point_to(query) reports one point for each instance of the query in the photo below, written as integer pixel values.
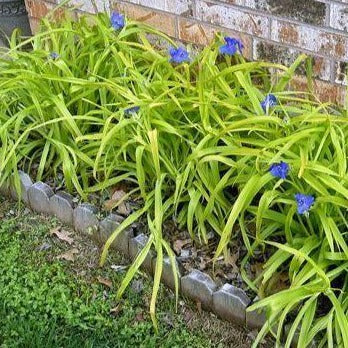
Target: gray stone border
(227, 302)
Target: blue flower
(54, 55)
(269, 101)
(117, 20)
(231, 47)
(304, 202)
(279, 170)
(178, 55)
(132, 110)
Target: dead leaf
(62, 235)
(199, 307)
(109, 204)
(179, 244)
(116, 310)
(119, 268)
(139, 317)
(69, 255)
(105, 281)
(123, 209)
(118, 195)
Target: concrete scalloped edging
(227, 302)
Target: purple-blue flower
(178, 55)
(279, 170)
(269, 101)
(231, 47)
(132, 110)
(117, 20)
(54, 55)
(304, 202)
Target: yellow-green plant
(209, 140)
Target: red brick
(37, 8)
(271, 52)
(161, 21)
(310, 38)
(323, 91)
(339, 17)
(203, 34)
(232, 18)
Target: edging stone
(230, 303)
(136, 244)
(85, 219)
(255, 319)
(62, 207)
(108, 226)
(26, 183)
(199, 287)
(167, 277)
(39, 195)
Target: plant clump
(211, 141)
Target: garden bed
(208, 147)
(53, 297)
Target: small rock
(135, 246)
(108, 226)
(61, 205)
(39, 196)
(255, 319)
(85, 219)
(25, 182)
(167, 272)
(230, 303)
(199, 287)
(137, 286)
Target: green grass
(45, 302)
(198, 150)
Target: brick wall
(274, 30)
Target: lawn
(52, 298)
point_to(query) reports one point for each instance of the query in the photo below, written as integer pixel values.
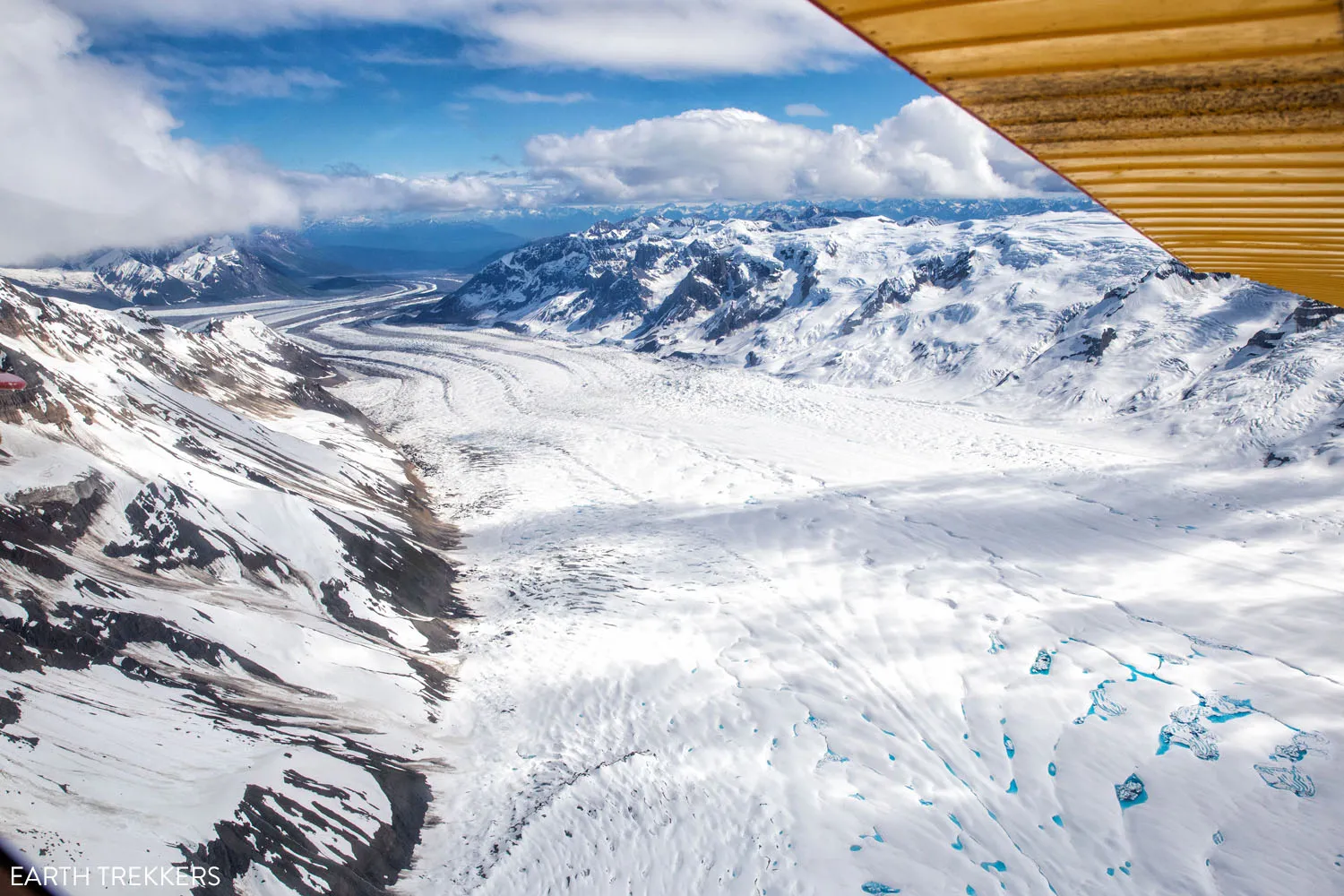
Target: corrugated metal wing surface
(1214, 126)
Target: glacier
(916, 583)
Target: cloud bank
(645, 37)
(89, 159)
(932, 148)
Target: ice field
(744, 634)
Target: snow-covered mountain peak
(1061, 312)
(223, 565)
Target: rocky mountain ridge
(1047, 314)
(225, 607)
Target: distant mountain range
(1064, 311)
(327, 255)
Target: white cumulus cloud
(89, 159)
(932, 148)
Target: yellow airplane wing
(1214, 126)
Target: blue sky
(147, 121)
(401, 99)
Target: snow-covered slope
(223, 608)
(1073, 312)
(218, 269)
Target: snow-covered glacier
(801, 555)
(1058, 314)
(223, 610)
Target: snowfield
(816, 555)
(746, 634)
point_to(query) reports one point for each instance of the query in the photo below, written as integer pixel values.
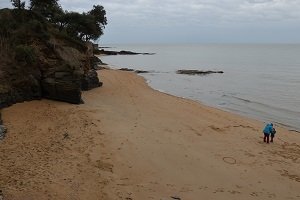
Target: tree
(85, 26)
(47, 8)
(99, 14)
(18, 4)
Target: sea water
(261, 81)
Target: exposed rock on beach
(197, 72)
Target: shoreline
(131, 141)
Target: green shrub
(25, 54)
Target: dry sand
(131, 142)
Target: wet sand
(131, 142)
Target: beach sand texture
(131, 142)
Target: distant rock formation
(105, 52)
(197, 72)
(133, 70)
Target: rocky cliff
(37, 61)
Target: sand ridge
(129, 141)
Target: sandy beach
(131, 142)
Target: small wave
(248, 101)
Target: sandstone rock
(90, 80)
(3, 131)
(196, 72)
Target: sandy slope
(130, 142)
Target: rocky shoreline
(197, 72)
(123, 52)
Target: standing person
(272, 134)
(267, 131)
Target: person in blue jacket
(267, 131)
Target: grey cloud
(188, 17)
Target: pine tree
(18, 4)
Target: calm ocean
(261, 81)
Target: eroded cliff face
(43, 64)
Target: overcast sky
(195, 21)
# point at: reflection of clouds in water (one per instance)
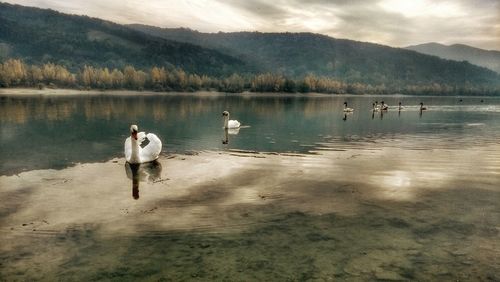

> Problem description
Could you set down every entry again exactly as written, leaving out any pictures?

> Exercise result
point_to(query) reports one point for each instance of the query in the photo below, written as integer pixel values.
Target: gray stone border
(227, 302)
Target: blue flower
(54, 55)
(269, 101)
(117, 20)
(231, 47)
(304, 202)
(279, 170)
(178, 55)
(132, 110)
Target: dead leaf
(62, 235)
(199, 307)
(109, 204)
(179, 244)
(116, 310)
(119, 268)
(139, 317)
(69, 255)
(105, 281)
(123, 209)
(118, 195)
Target: concrete scalloped edging
(227, 302)
Target: purple-blue flower
(178, 55)
(279, 170)
(269, 101)
(231, 47)
(132, 110)
(117, 20)
(54, 55)
(304, 202)
Target: yellow-green plant
(209, 140)
Target: red brick
(37, 8)
(271, 52)
(161, 21)
(310, 38)
(323, 91)
(339, 17)
(203, 34)
(232, 18)
Target: edging stone
(230, 303)
(136, 244)
(85, 219)
(255, 319)
(62, 207)
(108, 226)
(26, 183)
(199, 287)
(167, 277)
(39, 195)
Target: plant clump
(211, 141)
Target: garden bed
(208, 147)
(53, 297)
Target: small rock
(135, 246)
(108, 226)
(61, 205)
(39, 196)
(255, 319)
(85, 219)
(25, 182)
(167, 272)
(230, 303)
(199, 287)
(137, 286)
Target: green grass
(45, 302)
(198, 150)
Target: brick wall
(274, 30)
Target: lawn
(52, 298)
point_to(query) reports one point for each instance of the query in the photo below, written as integer pixel values.
Target: corrugated metal wing surface
(1214, 126)
Target: glacier
(916, 583)
Target: cloud bank
(645, 37)
(89, 159)
(932, 148)
Target: ice field
(744, 634)
Target: snow-covered mountain peak
(1061, 312)
(223, 565)
Target: rocky mountain ridge
(1047, 314)
(225, 607)
Target: distant mountain range
(1064, 311)
(327, 255)
Target: white cumulus cloud
(89, 159)
(932, 148)
Target: yellow airplane wing
(1214, 126)
Target: blue sky
(147, 121)
(401, 99)
Target: snow-covered slope
(223, 608)
(1073, 312)
(218, 269)
Target: snow-covered glacier
(801, 555)
(1058, 314)
(223, 610)
Target: snowfield
(816, 555)
(746, 634)
point_to(query) reports one point for each instance of the query in the photo below, written as integer pixel values.
Target: tree
(85, 26)
(47, 8)
(99, 14)
(18, 4)
Target: sea water
(261, 81)
Target: exposed rock on beach
(197, 72)
Target: shoreline
(131, 141)
Target: green shrub
(25, 54)
Target: dry sand
(131, 142)
Target: wet sand
(131, 142)
Target: beach sand texture
(131, 142)
Target: distant rock formation
(105, 52)
(197, 72)
(133, 70)
Target: rocky cliff
(37, 61)
Target: sand ridge
(129, 141)
Target: sandy beach
(131, 142)
Target: small wave
(248, 101)
Target: sandstone rock
(90, 80)
(3, 131)
(196, 72)
Target: sandy slope
(130, 142)
Target: rocky shoreline
(197, 72)
(123, 52)
Target: standing person
(272, 134)
(267, 131)
Target: person in blue jacket
(267, 131)
Target: grey cloud
(188, 17)
Target: pine tree
(18, 4)
Target: calm ocean
(261, 81)
Target: eroded cliff face
(43, 64)
Target: overcast sky
(195, 21)
# point at: reflection of clouds in water (one per instance)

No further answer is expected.